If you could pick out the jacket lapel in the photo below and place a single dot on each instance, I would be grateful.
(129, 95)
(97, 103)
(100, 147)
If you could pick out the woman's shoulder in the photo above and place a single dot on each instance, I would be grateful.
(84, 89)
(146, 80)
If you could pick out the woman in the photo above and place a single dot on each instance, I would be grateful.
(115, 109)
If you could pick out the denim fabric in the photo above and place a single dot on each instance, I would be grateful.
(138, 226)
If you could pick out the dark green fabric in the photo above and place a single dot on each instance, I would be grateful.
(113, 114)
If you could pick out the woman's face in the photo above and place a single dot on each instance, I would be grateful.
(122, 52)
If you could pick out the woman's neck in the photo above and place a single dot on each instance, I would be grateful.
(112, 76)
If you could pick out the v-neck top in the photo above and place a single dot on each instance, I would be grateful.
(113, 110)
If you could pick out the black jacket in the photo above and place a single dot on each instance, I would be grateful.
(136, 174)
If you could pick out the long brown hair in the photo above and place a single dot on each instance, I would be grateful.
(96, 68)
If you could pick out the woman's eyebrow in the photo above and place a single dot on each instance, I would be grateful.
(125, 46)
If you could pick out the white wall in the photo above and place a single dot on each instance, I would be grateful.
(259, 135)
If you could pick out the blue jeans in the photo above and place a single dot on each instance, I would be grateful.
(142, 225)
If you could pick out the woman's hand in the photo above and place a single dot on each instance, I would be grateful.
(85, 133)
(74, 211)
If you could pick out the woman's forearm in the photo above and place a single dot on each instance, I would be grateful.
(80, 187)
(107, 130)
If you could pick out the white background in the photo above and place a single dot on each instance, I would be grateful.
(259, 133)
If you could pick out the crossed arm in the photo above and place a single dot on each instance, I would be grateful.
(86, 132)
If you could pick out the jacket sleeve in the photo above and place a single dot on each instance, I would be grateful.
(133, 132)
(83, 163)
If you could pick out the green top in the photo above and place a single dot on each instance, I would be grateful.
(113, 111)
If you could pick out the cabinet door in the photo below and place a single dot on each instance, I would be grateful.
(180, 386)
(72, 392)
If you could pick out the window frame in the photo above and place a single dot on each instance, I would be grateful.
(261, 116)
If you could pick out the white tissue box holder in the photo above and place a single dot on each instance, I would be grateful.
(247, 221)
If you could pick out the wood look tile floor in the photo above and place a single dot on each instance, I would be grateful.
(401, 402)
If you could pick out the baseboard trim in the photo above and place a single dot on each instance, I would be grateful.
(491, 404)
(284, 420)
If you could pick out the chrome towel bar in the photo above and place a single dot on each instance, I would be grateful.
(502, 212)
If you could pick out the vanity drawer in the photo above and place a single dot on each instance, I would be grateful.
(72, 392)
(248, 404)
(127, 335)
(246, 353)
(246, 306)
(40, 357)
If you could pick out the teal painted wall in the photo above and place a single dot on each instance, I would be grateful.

━━━━

> [Given instruction] Please copy out all of the rows above word for word, without any changes.

> [Written solution]
If you could pick out the jacket lapel in the photo below and place a single dot on each instance, I would be grateful.
(129, 95)
(97, 103)
(100, 147)
If you could pick out the woman's shoulder in the photo above and place a single dot on each instance, I would be grateful.
(84, 89)
(146, 80)
If you could pick out the woman in the photo above and place a single dot on each instance, I would be grateful.
(115, 109)
If you could pick out the denim fabric in the photo above and place a single dot on each instance, I would be grateful.
(138, 226)
If you could pick out the dark green fabric in the photo above and place a single dot on each instance, I would be grateful.
(113, 114)
If you could pick out the woman's face in the photo above and place a single dot on each instance, I would be grateful.
(122, 52)
If you could pick out the woman's neck in the photo above and place a single dot on each instance, I would be grateful.
(112, 76)
If you could pick out the v-neck top in the photo above and place a single dot on each instance, I would be grateful.
(113, 110)
If you could pick out the black jacket in the photo above and place a single dot on each instance, I would be grateful.
(136, 174)
If you could pick out the long brown hair in the photo above and place a single dot on each instance, I would be grateful.
(96, 68)
If you could pick out the woman's eyebrow in the photo above and place a single dot on each instance, I would be grateful.
(125, 46)
If you could pick out the white wall in the photo above and place a single dot on each instance, I would be grateful.
(259, 135)
If you could pick out the blue jeans in the photo above and place a single dot on each instance, I would be grateful.
(142, 225)
If you could pick out the woman's hand in the photo above and place a single dot on each instance, I would be grateful.
(85, 133)
(74, 211)
If you could pick out the woman's forearm in the photo above and place a single dot on each instance, I would be grateful.
(80, 187)
(107, 130)
If you could pick out the white background in the photo above and place a single dot on each instance, I would be grateful.
(259, 133)
If you could pick out the crossed arm in the photo above and place a single dot on each instance, I would be grateful.
(86, 132)
If you could pick out the jacket sleeve in the photo above and place a single dot on each instance, I would be grateful.
(133, 132)
(83, 163)
If you could pick out the green top in the photo above and place a single dot on each instance, I would be grateful.
(113, 111)
If you could pick out the cabinet door in the photo below and place a single dot on each instance, I would be grateful.
(180, 386)
(72, 392)
If you could pick out the window frame in the photo above and place a single dot on each instance, I would be grateful.
(261, 116)
If you could pick out the white tissue box holder in the photo above and place a single dot on each instance, I would be grateful.
(247, 221)
If you could pick out the wood look tile floor in the photo above and place a single dot on each instance, I would be grateful.
(401, 402)
If you could pick out the baseboard trim in the photo above and place a single dot on each instance, I would be grateful.
(491, 404)
(284, 420)
If you could pick out the chrome towel bar in the photo above and place a single dot on each instance, I would be grateful.
(502, 212)
If you could pick out the vanity drawer in the photo above and place a single dot on each instance, I would be grateful.
(72, 392)
(248, 404)
(127, 335)
(246, 353)
(246, 306)
(40, 357)
If you could pick out the teal painted wall in the photo above and place a single dot on each instance, I would be grateful.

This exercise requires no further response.